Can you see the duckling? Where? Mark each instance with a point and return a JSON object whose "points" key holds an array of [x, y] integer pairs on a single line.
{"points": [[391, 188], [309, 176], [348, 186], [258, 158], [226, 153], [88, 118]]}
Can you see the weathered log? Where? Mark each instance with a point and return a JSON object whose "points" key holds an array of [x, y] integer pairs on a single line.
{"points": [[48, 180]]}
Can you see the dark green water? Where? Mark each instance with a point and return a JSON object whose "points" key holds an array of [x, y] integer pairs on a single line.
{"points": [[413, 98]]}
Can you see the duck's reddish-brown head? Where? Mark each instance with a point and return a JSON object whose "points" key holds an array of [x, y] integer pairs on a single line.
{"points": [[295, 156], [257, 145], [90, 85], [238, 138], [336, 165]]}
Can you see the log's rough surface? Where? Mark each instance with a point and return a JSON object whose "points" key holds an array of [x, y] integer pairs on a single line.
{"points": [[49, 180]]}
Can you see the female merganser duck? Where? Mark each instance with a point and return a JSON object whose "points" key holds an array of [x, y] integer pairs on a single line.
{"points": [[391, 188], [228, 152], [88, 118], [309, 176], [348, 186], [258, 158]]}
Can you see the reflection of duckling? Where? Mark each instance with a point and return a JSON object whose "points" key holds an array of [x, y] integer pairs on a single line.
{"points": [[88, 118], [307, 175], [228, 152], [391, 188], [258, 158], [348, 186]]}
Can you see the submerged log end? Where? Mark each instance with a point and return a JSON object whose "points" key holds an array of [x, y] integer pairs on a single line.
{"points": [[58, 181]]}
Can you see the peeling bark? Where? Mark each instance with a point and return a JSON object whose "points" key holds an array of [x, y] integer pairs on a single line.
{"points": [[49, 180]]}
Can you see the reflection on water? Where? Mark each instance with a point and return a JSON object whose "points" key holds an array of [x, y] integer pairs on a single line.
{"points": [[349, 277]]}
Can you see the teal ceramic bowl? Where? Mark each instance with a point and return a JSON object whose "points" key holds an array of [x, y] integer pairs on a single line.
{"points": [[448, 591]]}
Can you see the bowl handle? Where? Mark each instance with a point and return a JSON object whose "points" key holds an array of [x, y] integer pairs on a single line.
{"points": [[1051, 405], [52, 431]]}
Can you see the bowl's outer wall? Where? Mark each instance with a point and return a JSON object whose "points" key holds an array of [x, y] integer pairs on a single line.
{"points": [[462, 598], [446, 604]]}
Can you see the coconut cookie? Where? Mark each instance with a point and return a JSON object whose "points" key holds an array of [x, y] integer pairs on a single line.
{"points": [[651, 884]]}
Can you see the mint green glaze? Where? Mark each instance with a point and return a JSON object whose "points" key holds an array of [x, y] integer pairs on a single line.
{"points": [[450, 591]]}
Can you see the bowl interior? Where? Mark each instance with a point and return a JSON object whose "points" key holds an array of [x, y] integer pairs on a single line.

::::::::::

#### PROBLEM REQUIREMENTS
Reproduce precisely the span of lines that begins at the line containing "Can you see the submerged" and ends with the last line of the listing.

#### EXERCISE OUTPUT
Can you see the submerged log end? Where? Mark each instance with a point and return a JSON object whose "points" key holds an array of [x, y] integer pairs on a single line.
{"points": [[58, 181]]}
Can you see the peeling bark? Where? Mark each instance with a point and return a JSON object whose "points" key holds an array of [x, y] integer pairs on a single line.
{"points": [[49, 180]]}
Can you see the reflection on water? Where? Mark each instance with a point and return a JSON object whose "points" key holds an array of [x, y] integer pairs on a single line.
{"points": [[349, 277]]}
Can you see the teal ceramic bowl? Where? Mark each instance with a point and return a JSON object whose "points" key holds an array of [x, y] integer pairs on a single line.
{"points": [[448, 591]]}
Can you see the bowl handle? Where? Mark each instance with a point and return a JSON object whose "points" key holds an array of [x, y] integer pairs on a single line.
{"points": [[1051, 405], [52, 431]]}
Can you see the bowl's outer wall? Where? Mark each instance with a point and return a JSON object whose "points" key holds an array of [x, y] integer pairs on a single line.
{"points": [[462, 598], [446, 604]]}
Can you see the coconut cookie? Where? Mark each instance with a point and return a JSON object whose "points" key holds an array of [x, y] integer pairs on a single line.
{"points": [[651, 884]]}
Can you see the mint green glaze? Where? Mark each instance with a point and return a JSON object whose "points" key holds an array of [x, y] integer pairs on a single line.
{"points": [[450, 591]]}
Can you see the bowl interior? Where? Mark each instance with a point and return a JSON object whose "points" key holds an array of [x, y] integer pairs on a single line.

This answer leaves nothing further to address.